### [THE EXERCISE]
Return the whole listing, keeping every character the same.

□ □ □ □

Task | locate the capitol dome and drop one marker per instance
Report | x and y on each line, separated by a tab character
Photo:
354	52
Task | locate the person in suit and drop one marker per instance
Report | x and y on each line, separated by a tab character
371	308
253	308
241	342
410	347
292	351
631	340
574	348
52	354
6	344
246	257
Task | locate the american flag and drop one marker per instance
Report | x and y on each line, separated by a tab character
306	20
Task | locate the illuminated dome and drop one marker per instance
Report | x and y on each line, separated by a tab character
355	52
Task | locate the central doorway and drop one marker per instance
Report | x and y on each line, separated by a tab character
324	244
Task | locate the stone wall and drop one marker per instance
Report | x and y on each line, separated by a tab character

□ □ □ □

### [RESULT]
Task | locate the capitol dome and drop one marker per instance
Report | x and y on each line, separated by a tab character
Photo:
354	52
Task | locate the person in suit and drop one marker per instance
Report | x and y on each line, separated by a tab character
371	308
253	308
241	342
410	347
292	351
631	340
574	348
52	354
6	344
246	257
Task | locate the american flag and drop one marker per instance
Report | x and y on each line, separated by a tab character
306	20
Task | locate the illuminated dome and drop one marker per instance
Report | x and y on each line, separated by a tab character
355	52
Task | locate the central doorway and drop one marker per instance
Report | x and y on each line, separated by a tab character
324	244
Task | locate the stone wall and drop one marker per instance
Report | x and y on each line, separated by a tab character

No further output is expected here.